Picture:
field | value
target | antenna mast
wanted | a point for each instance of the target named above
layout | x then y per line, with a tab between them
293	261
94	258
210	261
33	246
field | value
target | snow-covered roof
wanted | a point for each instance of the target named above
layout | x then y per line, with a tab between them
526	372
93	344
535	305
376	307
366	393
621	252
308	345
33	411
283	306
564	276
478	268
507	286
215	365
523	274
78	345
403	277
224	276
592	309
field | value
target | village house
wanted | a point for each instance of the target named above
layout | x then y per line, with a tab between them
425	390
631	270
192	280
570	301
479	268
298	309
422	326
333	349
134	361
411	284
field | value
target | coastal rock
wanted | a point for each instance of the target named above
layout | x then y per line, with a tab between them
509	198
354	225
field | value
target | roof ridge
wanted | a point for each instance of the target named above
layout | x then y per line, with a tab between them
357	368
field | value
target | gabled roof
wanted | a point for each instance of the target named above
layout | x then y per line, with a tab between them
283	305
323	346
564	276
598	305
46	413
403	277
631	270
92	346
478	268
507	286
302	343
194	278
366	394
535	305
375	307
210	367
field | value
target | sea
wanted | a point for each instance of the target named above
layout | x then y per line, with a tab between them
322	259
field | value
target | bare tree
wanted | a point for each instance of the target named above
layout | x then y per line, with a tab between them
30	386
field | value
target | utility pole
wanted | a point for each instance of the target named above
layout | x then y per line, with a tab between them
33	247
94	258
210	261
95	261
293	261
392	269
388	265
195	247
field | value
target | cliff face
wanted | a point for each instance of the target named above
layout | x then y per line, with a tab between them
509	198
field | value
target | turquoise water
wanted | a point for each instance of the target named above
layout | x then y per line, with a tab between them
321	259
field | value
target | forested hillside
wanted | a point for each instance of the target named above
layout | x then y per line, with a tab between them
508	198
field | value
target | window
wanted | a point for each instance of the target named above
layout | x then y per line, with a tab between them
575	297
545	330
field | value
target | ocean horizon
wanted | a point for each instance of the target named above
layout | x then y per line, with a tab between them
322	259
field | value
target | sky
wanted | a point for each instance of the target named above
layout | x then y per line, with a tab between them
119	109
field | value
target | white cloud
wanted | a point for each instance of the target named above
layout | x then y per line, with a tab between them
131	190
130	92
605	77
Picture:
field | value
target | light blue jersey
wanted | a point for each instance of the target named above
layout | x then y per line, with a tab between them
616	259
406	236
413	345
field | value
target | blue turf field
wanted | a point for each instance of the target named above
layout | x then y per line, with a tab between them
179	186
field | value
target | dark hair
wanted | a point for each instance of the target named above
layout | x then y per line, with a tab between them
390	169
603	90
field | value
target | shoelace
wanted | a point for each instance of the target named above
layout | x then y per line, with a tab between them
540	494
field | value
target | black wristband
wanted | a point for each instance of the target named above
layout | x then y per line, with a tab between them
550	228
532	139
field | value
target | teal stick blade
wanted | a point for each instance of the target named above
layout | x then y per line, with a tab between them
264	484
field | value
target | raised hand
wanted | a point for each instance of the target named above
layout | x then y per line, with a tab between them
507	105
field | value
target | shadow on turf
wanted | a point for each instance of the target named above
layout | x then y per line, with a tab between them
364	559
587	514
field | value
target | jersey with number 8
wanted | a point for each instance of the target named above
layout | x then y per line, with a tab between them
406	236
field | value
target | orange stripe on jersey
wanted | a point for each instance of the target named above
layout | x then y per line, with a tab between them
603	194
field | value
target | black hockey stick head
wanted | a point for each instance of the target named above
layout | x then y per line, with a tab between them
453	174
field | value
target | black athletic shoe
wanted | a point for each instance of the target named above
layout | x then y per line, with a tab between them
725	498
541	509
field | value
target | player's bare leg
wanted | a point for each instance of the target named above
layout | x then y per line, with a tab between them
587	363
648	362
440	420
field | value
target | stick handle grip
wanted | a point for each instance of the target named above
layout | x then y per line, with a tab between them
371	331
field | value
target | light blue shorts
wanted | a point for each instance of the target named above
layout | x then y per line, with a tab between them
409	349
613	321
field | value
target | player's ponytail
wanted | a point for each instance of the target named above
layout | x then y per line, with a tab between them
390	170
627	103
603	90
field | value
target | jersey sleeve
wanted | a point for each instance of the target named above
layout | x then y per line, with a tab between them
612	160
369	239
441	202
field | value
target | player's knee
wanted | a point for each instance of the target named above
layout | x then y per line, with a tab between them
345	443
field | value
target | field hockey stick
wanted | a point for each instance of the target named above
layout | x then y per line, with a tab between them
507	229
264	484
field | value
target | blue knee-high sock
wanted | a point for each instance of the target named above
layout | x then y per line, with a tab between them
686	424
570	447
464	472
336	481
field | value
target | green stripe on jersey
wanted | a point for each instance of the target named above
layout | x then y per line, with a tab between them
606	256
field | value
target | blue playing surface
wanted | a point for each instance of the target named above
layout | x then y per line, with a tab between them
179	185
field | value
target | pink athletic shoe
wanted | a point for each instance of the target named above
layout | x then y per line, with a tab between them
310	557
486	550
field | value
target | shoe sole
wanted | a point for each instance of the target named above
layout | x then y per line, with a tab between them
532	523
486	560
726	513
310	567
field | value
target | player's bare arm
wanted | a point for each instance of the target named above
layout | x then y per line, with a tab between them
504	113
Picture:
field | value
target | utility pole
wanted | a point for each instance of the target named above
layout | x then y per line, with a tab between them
------------------------------
Above are the records; copy all of them exactly.

Picture:
field | value
target | antenna mast
wanted | a point for each instance of the target named above
layout | x then y per line, with a tab between them
293	261
94	258
210	261
33	246
field | value
target | snow-covered roof
wanted | a point for each instance of the target named above
layout | x then y per line, with a tab between them
526	372
93	344
535	305
376	307
366	393
621	252
308	345
33	411
283	306
564	276
478	268
507	286
215	365
523	274
78	345
403	277
224	276
592	309
field | value
target | village house
wanted | a point for each instance of the target named above
layout | x then y per line, with a tab between them
425	390
631	270
192	280
570	301
479	268
298	309
422	326
333	349
134	361
411	284
field | value
target | coastal rock
wanted | a point for each instance of the target named above
layout | x then y per line, with a tab between them
509	198
354	225
field | value
target | roof ridge
wanted | a point for each instance of the target named above
layout | x then y per line, with a tab between them
357	368
field | value
target | gabled roof
wanted | a point for each instance of the target named above
layout | x then y per line, with a tab between them
283	305
323	346
564	276
598	305
46	413
403	277
631	270
92	346
478	268
507	286
302	343
194	278
366	394
535	305
375	307
210	367
field | value
target | sea
wanted | a point for each instance of the target named above
layout | x then y per line, with a tab between them
322	259
field | value
target | bare tree
wanted | a point for each instance of the target named above
layout | x then y per line, with a tab between them
30	386
field | value
target | utility pole
wanted | a point for each instance of the target named above
layout | x then y per line, with a tab between them
33	247
94	258
210	261
95	261
293	261
392	269
388	265
195	247
field | value
target | cliff face
wanted | a point for each instance of the target named above
layout | x then y per line, with a tab between them
509	198
field | value
target | turquoise water
wanted | a point for each instance of the target named above
layout | x then y per line, with a tab between them
321	259
field | value
target | forested hillside
wanted | a point for each instance of the target named above
layout | x then y per line, with a tab between them
508	198
field | value
target | window
wanted | a point for each instance of the target named above
layout | x then y per line, with a tab between them
575	297
545	330
field | value
target | ocean horizon
wanted | a point for each instance of the target named above
layout | x then y per line, with a tab between them
322	259
field | value
target | sky
wanted | a point for each instance of the target named above
layout | x then y per line, with a tab between them
119	109
field | value
target | white cloud
wanted | a point for each instance of the target named above
layout | x then y per line, with a tab between them
131	190
130	92
605	77
Picture:
field | value
target | light blue jersey
wanted | a point for each instance of the target named above
layout | x then y per line, with a tab between them
616	259
406	236
413	345
field | value
target | blue turf field
wanted | a point for each instance of the target named above
layout | x then y per line, with a tab between them
179	186
field | value
target | dark hair
wanted | a point for each instance of the target named above
layout | x then y per line, with a tab between them
390	169
603	90
field | value
target | shoelace
wanted | a point for each instance of the target named above
layout | x then y per line, with a tab between them
540	494
field | value
target | black wristband
wanted | a point for each instance of the target named above
layout | x then y per line, with a tab between them
550	228
532	139
field | value
target | teal stick blade
wanted | a point for each instance of the target named above
layout | x then y per line, with a tab between them
264	484
field | value
target | raised hand
wanted | a point for each instance of the target named above
layout | x then y per line, with a tab between them
507	105
field | value
target | shadow on turf
wanted | a point for each instance of the target named above
layout | x then y per line, with a tab between them
364	559
587	514
field | value
target | jersey with number 8
wanted | a point for each instance of the target named above
layout | x then y per line, with a tab between them
406	236
field | value
target | orange stripe on jersey
wanted | a point for each instance of the target named above
layout | x then y per line, with a tab between them
603	194
field | value
target | black hockey stick head
wanted | a point for each instance of the target named above
layout | x then y per line, with a tab between them
453	174
field | value
target | black athletic shoe
wanted | a point for each instance of the target named above
layout | x then y per line, with a tab between them
725	498
541	509
field | value
target | player's bare leg
wanted | a point for each instance of the target named above
layout | x then y per line, with a tab between them
587	363
648	362
440	420
field | value
target | stick handle grip
wanted | a point for each instance of the target named above
layout | x then y per line, with a tab between them
371	331
field | value
target | light blue shorts
wanted | a point for each instance of the target named above
layout | x then y per line, with a tab between them
409	349
613	321
field | value
target | player's ponytail
wanted | a point for each instance of the target named above
layout | x then y per line, with a tab between them
390	170
627	103
603	90
field | value
target | jersey sleeve
wanted | a point for each instance of the target named above
layout | x then y per line, with a tab between them
612	160
369	239
441	202
field | value
target | player's knee
wanted | a point for each instance of the target named above
layout | x then y per line, with a tab between them
345	443
field | value
target | field hockey stick
wanted | a point for each instance of the target named above
layout | x then y per line, with a tab between them
507	229
264	484
field | value
target | blue knee-high sock
wanted | a point for each instance of the target named above
layout | x then y per line, with a tab between them
686	424
570	447
464	472
336	481
field | value
target | green stripe on jersey
wanted | a point for each instance of the target named above
layout | x then y per line, with a tab between them
606	256
field | value
target | blue playing surface
wanted | a point for each instance of the target named above
layout | x then y per line, with a tab between them
179	185
field | value
target | pink athletic shoe
wanted | a point for each instance of the target named above
layout | x then y per line, with a tab between them
310	557
486	550
field | value
target | shoe sole
wanted | a point for each instance of the target named above
layout | x then y per line, with a tab between them
532	523
486	560
726	513
310	567
field | value
target | player's bare arm
wanted | a point for each instance of the target named above
layout | x then y per line, with a tab between them
504	113
Picture:
field | value
target | utility pole
wanted | a point for each instance of the target named above
layout | x then y per line, with a tab between them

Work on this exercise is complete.